→ **Given instruction**:
Quote every one of the records below word for word, in order, and leave out the pictures.

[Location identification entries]

========================================================================

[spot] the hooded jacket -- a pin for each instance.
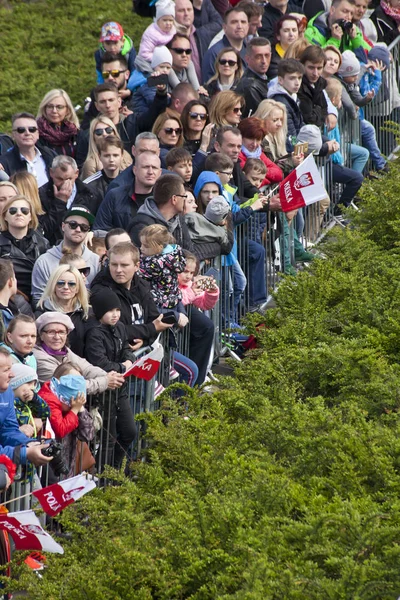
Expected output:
(295, 119)
(148, 214)
(48, 262)
(107, 346)
(138, 309)
(24, 257)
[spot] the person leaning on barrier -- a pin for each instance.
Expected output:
(51, 351)
(13, 443)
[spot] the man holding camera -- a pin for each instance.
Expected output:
(335, 28)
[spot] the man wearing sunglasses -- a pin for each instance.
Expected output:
(25, 155)
(75, 228)
(254, 83)
(63, 191)
(236, 29)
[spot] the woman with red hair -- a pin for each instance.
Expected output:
(253, 133)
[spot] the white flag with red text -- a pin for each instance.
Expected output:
(54, 498)
(27, 533)
(302, 187)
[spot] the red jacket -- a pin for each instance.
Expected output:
(274, 173)
(62, 422)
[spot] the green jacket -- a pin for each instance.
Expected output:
(318, 33)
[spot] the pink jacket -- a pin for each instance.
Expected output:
(152, 37)
(205, 301)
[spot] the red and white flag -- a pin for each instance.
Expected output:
(302, 187)
(27, 533)
(54, 498)
(147, 366)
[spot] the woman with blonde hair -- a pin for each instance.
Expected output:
(100, 127)
(26, 185)
(169, 130)
(226, 109)
(19, 239)
(57, 122)
(66, 293)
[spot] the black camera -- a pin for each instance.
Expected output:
(53, 449)
(345, 25)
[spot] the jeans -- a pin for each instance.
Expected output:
(359, 157)
(351, 179)
(186, 368)
(200, 342)
(368, 138)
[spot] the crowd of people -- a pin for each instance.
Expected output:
(107, 220)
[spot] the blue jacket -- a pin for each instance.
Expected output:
(10, 435)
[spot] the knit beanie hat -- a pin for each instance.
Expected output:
(350, 64)
(22, 374)
(217, 209)
(380, 53)
(104, 301)
(68, 387)
(165, 8)
(161, 54)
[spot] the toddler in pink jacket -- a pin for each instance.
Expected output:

========================================================================

→ **Task solution**:
[spot] the hooded jacket -- a pin for each instance.
Expected output:
(295, 119)
(148, 214)
(48, 262)
(107, 346)
(138, 309)
(24, 257)
[spot] the person leaning on barrier -- a pin for each instance.
Expected output:
(51, 351)
(13, 443)
[spot] the man holding camera -- a pin for each instance.
Expected output:
(335, 28)
[spot] the man wearing sunglasses -- a pin for each instance.
Expected output:
(25, 155)
(75, 228)
(254, 83)
(63, 191)
(236, 29)
[spot] the woman with red hair -- a pin for each instance.
Expected output:
(253, 133)
[spot] the white flag with red text -- a pin for each instance.
Expected output:
(54, 498)
(27, 533)
(302, 187)
[spot] the red jacket -- a pin for each instance.
Expected output:
(274, 173)
(62, 422)
[spot] the green jacket -- a pin for each instance.
Expected output:
(318, 33)
[spot] the pink jacket -- a pin for each instance.
Expected output:
(152, 37)
(205, 301)
[spot] the red and white flag -- a pin for each instance.
Expected output:
(302, 187)
(27, 533)
(54, 498)
(147, 366)
[spot] the woman with blonde hair -- a pin for each instance.
Expected output:
(100, 127)
(26, 185)
(169, 130)
(226, 109)
(19, 239)
(57, 122)
(66, 293)
[spot] the black camera -- a pin for each instance.
Expected output:
(53, 449)
(345, 25)
[spot] the jeans -- a pin for each instance.
Expected output:
(359, 157)
(351, 179)
(186, 368)
(200, 342)
(368, 138)
[spot] the crowd of people -- a pin for each instance.
Expected output:
(107, 220)
[spot] the blue jacket -- a pin for each instance.
Expected output:
(10, 435)
[spot] the knit beanie hat -- a pin for each instance.
Expected output:
(350, 64)
(22, 374)
(217, 209)
(380, 53)
(104, 301)
(68, 387)
(165, 8)
(161, 54)
[spot] the toddler in pink jacket -- a pin for each instance.
Expected output:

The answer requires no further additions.